**The problem:** Lay out the listing below as a Markdown table with the columns Row and Line text, giving each line a row number and leaving out blank lines. Begin at the line that contains "In the photo above, where can the road" and stop after the last line of the listing.

**Extracted material:**
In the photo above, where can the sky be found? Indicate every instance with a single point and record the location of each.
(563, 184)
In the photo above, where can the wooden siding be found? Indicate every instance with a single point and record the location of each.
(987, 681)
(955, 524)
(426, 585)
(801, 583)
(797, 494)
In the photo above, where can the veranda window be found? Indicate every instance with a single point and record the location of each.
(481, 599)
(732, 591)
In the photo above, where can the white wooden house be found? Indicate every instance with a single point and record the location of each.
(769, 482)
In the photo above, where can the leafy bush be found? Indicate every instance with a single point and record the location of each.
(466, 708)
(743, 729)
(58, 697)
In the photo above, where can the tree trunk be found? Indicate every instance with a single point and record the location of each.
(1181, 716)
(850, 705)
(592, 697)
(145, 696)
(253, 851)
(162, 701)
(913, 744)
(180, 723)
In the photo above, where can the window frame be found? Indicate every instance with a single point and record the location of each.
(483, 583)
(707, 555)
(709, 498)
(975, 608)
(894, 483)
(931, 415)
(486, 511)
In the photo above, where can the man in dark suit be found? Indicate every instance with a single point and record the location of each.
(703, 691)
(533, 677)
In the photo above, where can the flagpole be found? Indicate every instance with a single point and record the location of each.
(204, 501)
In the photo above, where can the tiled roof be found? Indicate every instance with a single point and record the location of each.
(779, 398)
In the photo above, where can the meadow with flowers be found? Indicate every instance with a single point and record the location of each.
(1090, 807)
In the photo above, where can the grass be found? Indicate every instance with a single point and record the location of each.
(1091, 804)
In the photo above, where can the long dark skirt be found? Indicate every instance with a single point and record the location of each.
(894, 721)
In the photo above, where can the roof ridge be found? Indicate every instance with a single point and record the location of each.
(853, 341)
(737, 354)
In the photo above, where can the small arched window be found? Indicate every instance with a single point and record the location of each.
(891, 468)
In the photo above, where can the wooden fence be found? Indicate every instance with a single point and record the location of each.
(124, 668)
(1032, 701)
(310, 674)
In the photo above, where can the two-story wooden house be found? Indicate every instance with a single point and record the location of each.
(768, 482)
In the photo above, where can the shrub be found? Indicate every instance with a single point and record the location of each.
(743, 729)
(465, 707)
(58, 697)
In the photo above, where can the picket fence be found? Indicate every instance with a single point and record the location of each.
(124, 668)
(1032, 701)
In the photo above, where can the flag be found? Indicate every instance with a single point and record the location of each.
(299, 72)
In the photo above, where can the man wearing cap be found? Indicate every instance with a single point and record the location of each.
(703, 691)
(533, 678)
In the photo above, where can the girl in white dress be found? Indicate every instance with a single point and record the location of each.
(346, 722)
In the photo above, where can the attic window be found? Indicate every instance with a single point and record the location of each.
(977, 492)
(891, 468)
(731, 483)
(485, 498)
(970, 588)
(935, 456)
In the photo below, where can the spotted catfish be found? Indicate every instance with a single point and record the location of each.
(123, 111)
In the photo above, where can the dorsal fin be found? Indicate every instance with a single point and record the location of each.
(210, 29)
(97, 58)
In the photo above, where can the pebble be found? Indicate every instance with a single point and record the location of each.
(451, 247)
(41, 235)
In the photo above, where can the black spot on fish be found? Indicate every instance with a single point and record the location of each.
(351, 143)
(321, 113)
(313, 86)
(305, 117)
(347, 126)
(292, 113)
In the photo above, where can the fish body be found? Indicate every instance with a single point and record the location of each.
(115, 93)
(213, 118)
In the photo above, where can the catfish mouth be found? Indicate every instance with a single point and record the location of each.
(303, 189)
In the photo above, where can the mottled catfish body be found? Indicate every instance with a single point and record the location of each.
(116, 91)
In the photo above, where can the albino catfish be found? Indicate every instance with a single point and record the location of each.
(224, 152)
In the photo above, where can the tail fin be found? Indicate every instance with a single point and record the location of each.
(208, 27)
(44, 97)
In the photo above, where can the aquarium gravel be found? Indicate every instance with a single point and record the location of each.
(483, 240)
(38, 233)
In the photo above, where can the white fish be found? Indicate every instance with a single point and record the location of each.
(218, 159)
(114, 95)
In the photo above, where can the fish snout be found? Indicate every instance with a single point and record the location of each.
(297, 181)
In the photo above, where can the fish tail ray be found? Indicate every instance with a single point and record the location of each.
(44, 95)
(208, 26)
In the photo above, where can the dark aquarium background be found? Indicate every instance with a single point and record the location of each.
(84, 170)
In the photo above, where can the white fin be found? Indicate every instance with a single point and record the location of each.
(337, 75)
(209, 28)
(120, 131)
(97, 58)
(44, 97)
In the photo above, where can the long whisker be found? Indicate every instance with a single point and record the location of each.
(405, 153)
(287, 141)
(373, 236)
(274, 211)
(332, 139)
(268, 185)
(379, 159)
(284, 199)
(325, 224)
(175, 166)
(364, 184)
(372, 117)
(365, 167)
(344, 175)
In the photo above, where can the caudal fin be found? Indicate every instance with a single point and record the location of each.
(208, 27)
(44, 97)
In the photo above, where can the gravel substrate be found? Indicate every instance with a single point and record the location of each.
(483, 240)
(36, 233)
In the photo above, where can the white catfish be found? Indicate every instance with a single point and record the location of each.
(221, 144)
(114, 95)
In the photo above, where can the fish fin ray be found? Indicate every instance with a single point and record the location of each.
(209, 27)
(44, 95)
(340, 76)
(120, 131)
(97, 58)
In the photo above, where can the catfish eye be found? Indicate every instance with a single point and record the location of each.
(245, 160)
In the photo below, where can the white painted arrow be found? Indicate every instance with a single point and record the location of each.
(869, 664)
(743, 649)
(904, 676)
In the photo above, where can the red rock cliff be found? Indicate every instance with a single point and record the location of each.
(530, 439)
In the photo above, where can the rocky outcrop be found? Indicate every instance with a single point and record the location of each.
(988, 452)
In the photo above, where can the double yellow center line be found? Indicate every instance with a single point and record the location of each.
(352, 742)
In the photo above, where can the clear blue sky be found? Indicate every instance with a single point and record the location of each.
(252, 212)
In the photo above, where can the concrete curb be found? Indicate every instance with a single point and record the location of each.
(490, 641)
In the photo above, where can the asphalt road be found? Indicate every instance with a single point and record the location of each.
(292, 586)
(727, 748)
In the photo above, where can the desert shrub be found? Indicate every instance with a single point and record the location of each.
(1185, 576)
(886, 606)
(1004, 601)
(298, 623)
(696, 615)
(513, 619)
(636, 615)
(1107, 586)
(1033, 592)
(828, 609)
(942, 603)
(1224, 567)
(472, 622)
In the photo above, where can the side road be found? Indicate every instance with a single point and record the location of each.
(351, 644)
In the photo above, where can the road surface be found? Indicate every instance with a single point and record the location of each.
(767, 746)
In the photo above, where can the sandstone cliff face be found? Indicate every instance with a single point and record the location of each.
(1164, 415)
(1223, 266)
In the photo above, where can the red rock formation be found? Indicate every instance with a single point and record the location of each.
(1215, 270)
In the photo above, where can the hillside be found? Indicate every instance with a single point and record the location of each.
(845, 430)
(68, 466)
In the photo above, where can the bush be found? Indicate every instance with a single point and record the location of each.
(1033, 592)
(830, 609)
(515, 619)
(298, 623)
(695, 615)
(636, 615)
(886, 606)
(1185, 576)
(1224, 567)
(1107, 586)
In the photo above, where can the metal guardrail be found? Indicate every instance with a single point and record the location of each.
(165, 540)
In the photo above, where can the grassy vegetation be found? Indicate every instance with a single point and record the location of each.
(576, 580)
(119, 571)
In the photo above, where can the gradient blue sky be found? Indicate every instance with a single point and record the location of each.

**Output for this task:**
| Row | Line text |
|---|---|
| 1 | In the photo above, where can the road surface be found? Indicate every instance with a single point and record the location of each. |
| 2 | (767, 746) |
| 3 | In the photo above, where can the sandstone cliff face be found? Indicate every instance with a single point and record the location of each. |
| 4 | (1164, 415) |
| 5 | (1223, 266) |
| 6 | In the photo above, where can the red rock formation be found? Indicate every instance with a single point and record the location of each. |
| 7 | (1215, 270) |
| 8 | In the photo above, where can the hillside be found? Indicate every instance with a single point and record the location of each. |
| 9 | (845, 430) |
| 10 | (68, 466) |
| 11 | In the photo above, where can the bush be found? Indicate every instance with a single point and record the location of each. |
| 12 | (1033, 592) |
| 13 | (830, 609) |
| 14 | (515, 619) |
| 15 | (298, 623) |
| 16 | (695, 615) |
| 17 | (636, 615) |
| 18 | (886, 606) |
| 19 | (1185, 576) |
| 20 | (1224, 567) |
| 21 | (1107, 586) |
| 22 | In the photo above, where can the metal guardrail be found? Indicate every instance with a single point and record the location of each. |
| 23 | (165, 540) |
| 24 | In the photo above, where can the grassy vegetation be found? Indicate every instance with a single point and record the location of each. |
| 25 | (576, 580) |
| 26 | (119, 571) |
| 27 | In the photo above, where can the gradient blue sky be found? Indicate every instance with a single point and record the location of each. |